STATED PROBLEM:
Write out every one of the records below word for word, leaving out the pictures.

◆ ◆ ◆ ◆

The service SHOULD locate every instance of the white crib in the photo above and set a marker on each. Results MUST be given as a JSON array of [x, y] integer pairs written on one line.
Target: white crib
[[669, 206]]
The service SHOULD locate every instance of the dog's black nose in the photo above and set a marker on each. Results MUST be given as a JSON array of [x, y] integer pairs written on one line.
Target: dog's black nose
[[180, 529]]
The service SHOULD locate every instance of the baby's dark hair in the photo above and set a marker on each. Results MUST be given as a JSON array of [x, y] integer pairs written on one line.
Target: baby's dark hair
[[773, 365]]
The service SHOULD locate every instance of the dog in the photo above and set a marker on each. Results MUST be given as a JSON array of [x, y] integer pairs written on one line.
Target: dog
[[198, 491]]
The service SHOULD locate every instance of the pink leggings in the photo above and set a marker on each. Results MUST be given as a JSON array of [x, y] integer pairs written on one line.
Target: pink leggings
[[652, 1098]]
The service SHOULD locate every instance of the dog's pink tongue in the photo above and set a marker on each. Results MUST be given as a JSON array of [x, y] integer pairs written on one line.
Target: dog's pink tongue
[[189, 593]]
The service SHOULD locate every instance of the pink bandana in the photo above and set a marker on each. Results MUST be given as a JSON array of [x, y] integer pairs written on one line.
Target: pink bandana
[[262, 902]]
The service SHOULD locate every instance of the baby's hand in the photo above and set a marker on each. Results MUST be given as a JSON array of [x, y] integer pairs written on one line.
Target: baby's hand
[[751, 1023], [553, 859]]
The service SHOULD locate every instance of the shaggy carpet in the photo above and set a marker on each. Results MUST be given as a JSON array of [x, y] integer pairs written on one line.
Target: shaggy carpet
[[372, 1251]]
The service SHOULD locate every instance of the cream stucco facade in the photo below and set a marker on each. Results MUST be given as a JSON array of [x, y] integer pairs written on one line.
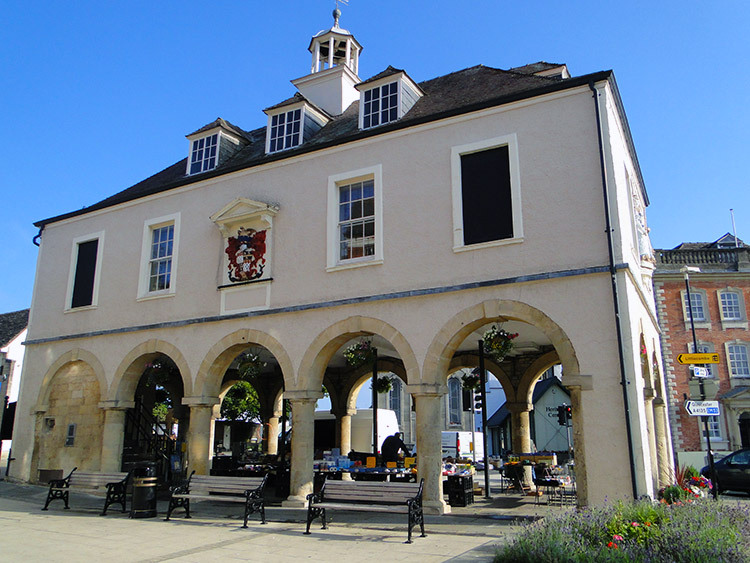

◆ ◆ ◆ ◆

FINISHED TASK:
The service SHOULD locate every instance of the white crib in the photo above and set a marker on each. Results MUST be given as a JSON array of [x, y] integer pairs written on one line.
Target: white crib
[[669, 206]]
The service SHOULD locate every instance of the dog's black nose in the photo above and set a marker on each. Results MUST be given as a JSON array of [x, y] integer pairs written on one line.
Target: dog's black nose
[[180, 529]]
The service SHOULD locate every instance of the baby's dark hair in the photo above and set a marker on each. Results MUST be given as a JSON array of [x, y] integer pairs written on one line.
Target: baby's dark hair
[[773, 365]]
The service SHOULD locate every instance of the dog in the photo above and set a marker on each. Results MUST be given as a JSON array of [x, y] integer pairs written on one line.
Target: dog
[[198, 491]]
The service SHOULD locate every instance of the pink leggings in the photo above and set a marker on each. Results MUST be given as a JSON array of [x, y] integer pairs written on one line.
Target: pink leggings
[[652, 1098]]
The service SHOULD locate every instance of the dog's pink tongue in the photo above and set a marker on each. Results MUST be given as a JSON array of [x, y] integer pairs written on one line.
Target: dog's pink tongue
[[189, 593]]
The service SHOULD locate every instance of the pink bandana in the photo above and set a marker on each. Results MUST be given as a JSON array of [x, y] integer pairs written on one line.
Target: pink bandana
[[262, 902]]
The service SHOULD locate every instance of the baby's hand in the photo above and set a marker on each. Results MUST be given as a JSON array of [x, y] integer pairs written on one line.
Target: baby's hand
[[751, 1023], [553, 859]]
The service SHOULD locate every instance of the shaggy carpet in the photo above and set a marker on each. Results MUST be given as a JSON array of [x, y] integer pairs written on one line.
Target: shaggy carpet
[[372, 1251]]
The service SHOULD locate every instance of the cream stucco facade in the photo below and set a marker on each. Results MUST be given as a JSON array of [x, y] integer pairs written on one line.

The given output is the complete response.